**Aim of the exercise**: Reproduce the records exactly.

# Start of Exercise material

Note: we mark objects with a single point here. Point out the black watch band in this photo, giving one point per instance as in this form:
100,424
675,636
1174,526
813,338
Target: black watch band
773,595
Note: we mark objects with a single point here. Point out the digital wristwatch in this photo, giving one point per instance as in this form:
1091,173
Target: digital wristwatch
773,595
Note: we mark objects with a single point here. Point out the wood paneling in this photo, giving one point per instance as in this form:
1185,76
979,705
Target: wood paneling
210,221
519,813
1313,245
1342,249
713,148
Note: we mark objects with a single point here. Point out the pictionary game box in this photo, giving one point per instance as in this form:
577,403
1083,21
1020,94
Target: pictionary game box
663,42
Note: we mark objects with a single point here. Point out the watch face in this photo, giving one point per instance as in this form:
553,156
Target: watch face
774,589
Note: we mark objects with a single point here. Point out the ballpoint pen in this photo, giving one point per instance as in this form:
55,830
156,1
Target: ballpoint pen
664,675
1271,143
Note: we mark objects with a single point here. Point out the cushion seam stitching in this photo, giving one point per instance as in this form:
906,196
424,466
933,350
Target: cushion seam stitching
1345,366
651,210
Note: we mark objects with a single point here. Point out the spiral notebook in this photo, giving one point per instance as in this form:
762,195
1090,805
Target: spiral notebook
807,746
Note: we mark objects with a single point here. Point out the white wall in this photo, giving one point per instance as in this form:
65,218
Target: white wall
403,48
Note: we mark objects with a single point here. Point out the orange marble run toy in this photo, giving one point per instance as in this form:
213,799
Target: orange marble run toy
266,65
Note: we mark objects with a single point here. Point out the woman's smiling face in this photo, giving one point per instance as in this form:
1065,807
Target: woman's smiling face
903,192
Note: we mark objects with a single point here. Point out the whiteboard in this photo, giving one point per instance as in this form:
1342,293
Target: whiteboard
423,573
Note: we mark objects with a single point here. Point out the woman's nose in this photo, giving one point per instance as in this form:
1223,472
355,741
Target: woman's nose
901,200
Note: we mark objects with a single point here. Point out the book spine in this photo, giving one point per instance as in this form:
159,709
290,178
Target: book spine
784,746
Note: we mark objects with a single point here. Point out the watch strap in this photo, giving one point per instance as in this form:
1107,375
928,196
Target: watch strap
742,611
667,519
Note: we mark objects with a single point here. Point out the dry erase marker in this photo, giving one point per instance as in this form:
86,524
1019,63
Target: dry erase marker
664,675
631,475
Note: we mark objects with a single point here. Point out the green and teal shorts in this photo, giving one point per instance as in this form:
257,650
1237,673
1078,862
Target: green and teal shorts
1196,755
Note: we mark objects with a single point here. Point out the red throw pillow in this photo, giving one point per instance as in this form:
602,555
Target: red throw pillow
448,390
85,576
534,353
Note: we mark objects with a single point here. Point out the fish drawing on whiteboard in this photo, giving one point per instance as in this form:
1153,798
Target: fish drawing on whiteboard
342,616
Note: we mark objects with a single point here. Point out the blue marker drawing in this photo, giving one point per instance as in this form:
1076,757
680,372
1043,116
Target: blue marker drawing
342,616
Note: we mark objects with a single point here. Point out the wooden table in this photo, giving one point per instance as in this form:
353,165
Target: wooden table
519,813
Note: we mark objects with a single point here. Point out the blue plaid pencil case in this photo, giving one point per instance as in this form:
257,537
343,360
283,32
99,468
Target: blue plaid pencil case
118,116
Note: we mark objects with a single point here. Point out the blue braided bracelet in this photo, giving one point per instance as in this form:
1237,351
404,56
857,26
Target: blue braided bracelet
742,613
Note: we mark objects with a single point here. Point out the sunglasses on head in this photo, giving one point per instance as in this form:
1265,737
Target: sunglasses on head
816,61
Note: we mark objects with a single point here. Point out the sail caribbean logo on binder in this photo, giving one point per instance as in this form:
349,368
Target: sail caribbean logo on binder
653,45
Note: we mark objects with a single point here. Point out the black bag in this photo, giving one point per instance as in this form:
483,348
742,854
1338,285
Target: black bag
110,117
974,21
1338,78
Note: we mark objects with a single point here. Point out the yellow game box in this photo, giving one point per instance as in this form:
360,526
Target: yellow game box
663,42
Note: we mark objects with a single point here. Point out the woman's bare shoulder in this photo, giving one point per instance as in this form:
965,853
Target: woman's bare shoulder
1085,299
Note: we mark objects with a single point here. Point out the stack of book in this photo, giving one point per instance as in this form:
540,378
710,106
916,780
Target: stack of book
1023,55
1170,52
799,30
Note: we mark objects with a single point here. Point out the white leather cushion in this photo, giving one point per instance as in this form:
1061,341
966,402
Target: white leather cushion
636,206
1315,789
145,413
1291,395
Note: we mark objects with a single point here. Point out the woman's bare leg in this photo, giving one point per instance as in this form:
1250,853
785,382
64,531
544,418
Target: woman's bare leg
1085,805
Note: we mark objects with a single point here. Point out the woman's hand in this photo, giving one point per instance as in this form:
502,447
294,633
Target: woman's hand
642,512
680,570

# End of Exercise material

**Written solution**:
Note: we mark objects with a single point here. Point out the black watch band in this photo, giving one point per instance as in this form:
100,424
675,636
1174,526
813,338
Target: black watch band
773,595
Note: we mark objects with a single point here. Point out the digital wristwatch in this photo, giving one point per instance as in this form:
1091,173
Target: digital wristwatch
773,595
Note: we mark objects with a single point here. Point out the wood paneling in this photo, giving one point per instance as in this form:
1185,76
979,705
Target: wood paneling
210,221
519,813
1313,245
1342,249
713,148
Note: we mark objects with a single point here. Point out the pictionary game box in this photo, giving one point per instance as in this form:
577,403
1083,21
1020,94
Target: pictionary game box
663,42
Note: we mark objects with a single point here. Point out the watch face in this photo, giving one point per instance as in this form:
553,156
Target: watch face
774,589
Note: we mark objects with a single point here. Point out the ballpoint pen in this photo, giving one point per instance as in this form:
55,830
156,1
Target: ballpoint pen
664,675
1271,143
Note: we mark objects with a single point here. Point out the cushion seam stitching in this photo, giving one point per instance as in this form:
906,196
424,466
933,350
Target: cushion seam stitching
1345,366
651,210
Note: we mark objects with a single point here. Point out the spiral notebook in this photo, giving one point per instance as in this form:
762,195
1090,805
Target: spiral notebook
807,746
Note: we mark objects with a single point here. Point out the white wall in this photo, giving one point per instance as in this form:
65,218
Target: white wall
403,48
Note: we mark objects with a single point here. Point out the orange marble run toy in this photo, giving one point per instance as in this form:
213,799
Target: orange marble run toy
266,65
Note: we mark objects with a single point here. Point out the woman's smiling face in this photo, giving one point per instance as in this form:
1065,807
Target: woman's smiling face
903,192
Note: we mark objects with a single point here. Point out the whiteboard in this photo, giving one point per instance as in this form:
1342,293
Target: whiteboard
423,573
Note: we mark objects with a single point here. Point out the woman's nose in this photo, giving one point per instance as in this form:
1223,472
355,741
Target: woman's nose
901,200
Note: we mark objects with a single point here. Point out the book spine in this photo, giving one point per instance as in this form:
159,709
290,178
Target: book spine
784,746
Note: we mark objects with a single point here. Point out the watch strap in this photo, giving one point per instance as in this form:
1107,375
928,196
Target: watch strap
742,611
667,519
Note: we mark objects with a single point here. Point out the dry erase marker in this photo, giving one point per instance as in this form:
86,524
1019,63
Target: dry erase marker
664,675
631,475
Note: we mark objects with a single point here. Point out the green and teal shorts in this photo, giving one point per instance as in this form:
257,650
1237,673
1078,862
Target: green and teal shorts
1196,755
Note: we mark objects with a single point here. Point out the red throw pillow in this photo, giving one point per instance as in this form:
602,555
Target: red throw pillow
448,390
85,576
534,353
Note: we mark objects with a single point here. Point out the fish drawing on whiteboard in this photo, giving one point per instance as in this form:
1153,798
Target: fish drawing on whiteboard
342,616
Note: we mark objects with a single point here. Point out the blue marker drawing in this photo, giving one point per instance as in this form:
1076,757
680,372
1043,116
Target: blue marker drawing
342,616
Note: we mark objects with a single point here. Point out the wooden table in this photo, giving one point per instance as in this form:
353,165
Target: wooden table
519,813
Note: we mark objects with a single point here. Point out the blue plaid pencil case in this photo, giving one point per instance as in this form:
257,537
343,360
283,32
99,468
Target: blue plaid pencil case
118,116
Note: we mark objects with a single point here. Point out the blue braided bracelet in this photo, giving one point per instance as in this form:
1237,351
404,56
857,26
Target: blue braided bracelet
742,613
Note: we mark objects with a single point here. Point out the sunglasses on head in this photo, giving one point per instance as in this form:
1265,737
Target: sunglasses on head
816,61
Note: we mark objects with a single point here. Point out the sail caribbean logo on binder in this photo, giving one point per instance as in this form:
349,368
Target: sail caribbean logo on binder
653,45
Note: we mark objects with a single point here. Point out the black bag in this photo, giving one point per instance as in this form:
483,348
742,854
1338,285
Target: black bag
110,117
974,21
1338,78
Note: we mark objects with a single point here. Point out the yellow game box in this photo, giving one point per instance as in this form:
360,526
Target: yellow game box
663,42
Note: we mark objects with a single point here. Point out the woman's bare shoulder in this photo, giving one point per instance as in this form:
965,853
Target: woman's bare shoulder
1085,299
Note: we mark objects with a single point here. Point out the stack of book in this photo, giving one point per instance as in this form:
540,378
710,106
916,780
Target: stack of book
1023,55
1170,52
799,30
Note: we mark objects with a single point here. Point out the white leather cushion in this photo, giving one point per instance as in this form:
1061,341
966,402
Target: white leather cushion
636,206
1315,789
145,413
1291,395
Note: we mark objects with a single point here. Point out the woman's bare leg in this photo, giving one point per instance as in this form:
1250,853
785,382
64,531
544,418
Target: woman's bare leg
1085,805
Note: we mark objects with a single point here. Point out the woman's hand in this photo, giving one point per instance as in this form:
502,447
294,633
Target: woman's hand
642,512
680,570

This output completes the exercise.